Welk artikel van het Burgerlijk Wetboek wordt in het fragment genoemd als basis voor de beoordeling van de aansprakelijkheid van [eiseres in verzet]?

# Fragment:
- - -
ECLI:NL:RBNHO:2022:12237

Rechtbank Noord-Holland

Datum uitspraak
2 november 2022
Publicatiedatum
7 februari 2023
Zaaknummer
C/15/324811 / HA ZA 22-99
Instantie
Rechtbank Noord-Holland
Type
Uitspraak
Rechtsgebied
Civiel recht
Procedures
  • Verzet
Vindplaatsen
  • Rechtspraak.nl
AI samenvatting door LexboostAutomatisch gegenereerd

Verzetprocedure inzake terugbetaling geldlening en aansprakelijkheid oprichter voor overeenkomst gesloten vóór oprichting BV

In deze zaak heeft de besloten vennootschap met beperkte aansprakelijkheid Innopart B.V. een vordering ingesteld tegen [eiseres in verzet] voor de terugbetaling van een geldlening. De lening was verstrekt aan de besloten vennootschap in oprichting Orava IE B.V. i.o., waarvan [eiseres in verzet] de overeenkomst had ondertekend. Orava IE B.V. i.o. is echter nooit opgericht, waardoor de rechtbank moest beoordelen of [eiseres in verzet] aansprakelijk was voor de terugbetaling van de lening op basis van artikel 2:203 lid 2 van het Burgerlijk Wetboek. De rechtbank oordeelde dat de lening niet was bekrachtigd door de vennootschap en dat er geen bewijs was dat de schuld was overgedragen aan een andere vennootschap. Het verzet van [eiseres in verzet] werd verworpen, en zij werd veroordeeld tot terugbetaling van de lening aan Innopart, inclusief rente. De rechtbank vernietigde een eerder verstekvonnis voor zover het de rente betrof, maar bekrachtigde de overige onderdelen van het verstekvonnis. De proceskosten werden toegewezen aan Innopart.
- - -
# Items voor locatielabeling:
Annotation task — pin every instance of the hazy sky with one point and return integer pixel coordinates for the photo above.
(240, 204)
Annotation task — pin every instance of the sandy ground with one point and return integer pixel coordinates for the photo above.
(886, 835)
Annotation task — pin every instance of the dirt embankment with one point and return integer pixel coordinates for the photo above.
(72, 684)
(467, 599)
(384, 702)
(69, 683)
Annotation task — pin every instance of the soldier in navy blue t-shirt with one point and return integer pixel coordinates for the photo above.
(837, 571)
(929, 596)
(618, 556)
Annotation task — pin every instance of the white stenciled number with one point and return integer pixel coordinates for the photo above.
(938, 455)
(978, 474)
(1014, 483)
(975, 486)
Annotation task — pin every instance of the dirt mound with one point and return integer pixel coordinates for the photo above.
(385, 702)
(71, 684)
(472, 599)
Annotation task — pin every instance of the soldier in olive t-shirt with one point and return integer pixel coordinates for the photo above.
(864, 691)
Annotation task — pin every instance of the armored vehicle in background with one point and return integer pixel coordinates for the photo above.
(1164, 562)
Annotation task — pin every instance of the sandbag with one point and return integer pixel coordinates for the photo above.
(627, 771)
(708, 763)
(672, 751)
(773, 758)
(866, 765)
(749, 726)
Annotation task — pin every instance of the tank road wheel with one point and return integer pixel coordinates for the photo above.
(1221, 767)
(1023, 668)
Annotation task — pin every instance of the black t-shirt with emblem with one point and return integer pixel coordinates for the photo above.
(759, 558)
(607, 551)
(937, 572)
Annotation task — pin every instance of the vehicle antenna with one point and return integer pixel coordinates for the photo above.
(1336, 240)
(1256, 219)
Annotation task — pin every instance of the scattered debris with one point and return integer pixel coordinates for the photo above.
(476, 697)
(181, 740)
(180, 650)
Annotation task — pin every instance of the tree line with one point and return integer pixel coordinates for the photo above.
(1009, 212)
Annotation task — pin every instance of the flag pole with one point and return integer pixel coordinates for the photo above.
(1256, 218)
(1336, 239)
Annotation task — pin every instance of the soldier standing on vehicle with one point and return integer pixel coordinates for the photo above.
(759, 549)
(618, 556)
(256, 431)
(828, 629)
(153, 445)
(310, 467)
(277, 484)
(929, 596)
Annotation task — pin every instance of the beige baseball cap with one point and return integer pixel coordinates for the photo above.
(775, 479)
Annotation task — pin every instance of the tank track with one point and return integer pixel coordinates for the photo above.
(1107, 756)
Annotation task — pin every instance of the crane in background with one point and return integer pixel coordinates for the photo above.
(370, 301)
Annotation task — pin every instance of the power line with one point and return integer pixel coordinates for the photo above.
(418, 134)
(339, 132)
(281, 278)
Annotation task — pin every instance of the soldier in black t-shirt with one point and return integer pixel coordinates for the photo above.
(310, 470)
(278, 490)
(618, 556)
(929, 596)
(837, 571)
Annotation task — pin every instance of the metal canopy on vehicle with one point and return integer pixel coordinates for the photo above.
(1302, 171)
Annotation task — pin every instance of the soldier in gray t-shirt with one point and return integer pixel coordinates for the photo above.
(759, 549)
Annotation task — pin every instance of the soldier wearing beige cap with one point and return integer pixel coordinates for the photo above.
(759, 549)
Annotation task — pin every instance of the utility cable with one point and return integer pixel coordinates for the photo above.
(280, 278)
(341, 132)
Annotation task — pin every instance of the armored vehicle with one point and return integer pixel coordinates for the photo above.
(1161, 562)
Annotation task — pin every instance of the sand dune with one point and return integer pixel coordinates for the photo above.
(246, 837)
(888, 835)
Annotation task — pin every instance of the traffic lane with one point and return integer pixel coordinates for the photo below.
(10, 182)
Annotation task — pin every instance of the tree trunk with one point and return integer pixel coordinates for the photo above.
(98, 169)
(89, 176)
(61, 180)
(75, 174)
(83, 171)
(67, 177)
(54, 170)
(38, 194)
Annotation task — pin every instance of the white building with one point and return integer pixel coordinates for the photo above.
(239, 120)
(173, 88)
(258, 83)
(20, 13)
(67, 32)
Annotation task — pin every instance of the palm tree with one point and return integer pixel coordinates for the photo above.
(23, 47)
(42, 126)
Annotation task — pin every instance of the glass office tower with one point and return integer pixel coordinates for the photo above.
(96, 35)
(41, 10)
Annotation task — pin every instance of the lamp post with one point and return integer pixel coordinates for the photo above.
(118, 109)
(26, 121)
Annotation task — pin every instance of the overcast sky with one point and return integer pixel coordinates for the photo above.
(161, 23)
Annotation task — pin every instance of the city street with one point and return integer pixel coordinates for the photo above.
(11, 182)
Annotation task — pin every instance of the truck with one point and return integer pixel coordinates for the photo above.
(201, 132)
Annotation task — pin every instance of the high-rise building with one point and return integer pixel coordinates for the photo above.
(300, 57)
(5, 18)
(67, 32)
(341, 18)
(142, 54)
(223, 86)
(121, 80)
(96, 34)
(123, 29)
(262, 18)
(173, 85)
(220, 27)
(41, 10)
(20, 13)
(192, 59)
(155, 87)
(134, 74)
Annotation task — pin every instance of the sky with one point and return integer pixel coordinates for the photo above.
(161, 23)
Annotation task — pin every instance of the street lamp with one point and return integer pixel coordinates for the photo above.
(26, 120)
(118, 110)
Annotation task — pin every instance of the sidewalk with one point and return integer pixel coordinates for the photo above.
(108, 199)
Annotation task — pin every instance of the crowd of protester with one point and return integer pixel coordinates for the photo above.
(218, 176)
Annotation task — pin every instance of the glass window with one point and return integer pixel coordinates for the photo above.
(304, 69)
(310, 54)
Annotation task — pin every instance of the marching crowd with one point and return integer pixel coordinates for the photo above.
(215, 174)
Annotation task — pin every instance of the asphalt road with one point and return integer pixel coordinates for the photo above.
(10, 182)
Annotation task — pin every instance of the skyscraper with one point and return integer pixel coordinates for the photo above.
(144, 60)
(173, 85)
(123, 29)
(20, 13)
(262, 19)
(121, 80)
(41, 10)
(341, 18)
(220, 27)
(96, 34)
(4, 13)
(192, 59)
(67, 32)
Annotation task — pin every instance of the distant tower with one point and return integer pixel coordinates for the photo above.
- - -
# Volledig antwoord:
Artikel 2:203 lid 2 van het Burgerlijk Wetboek.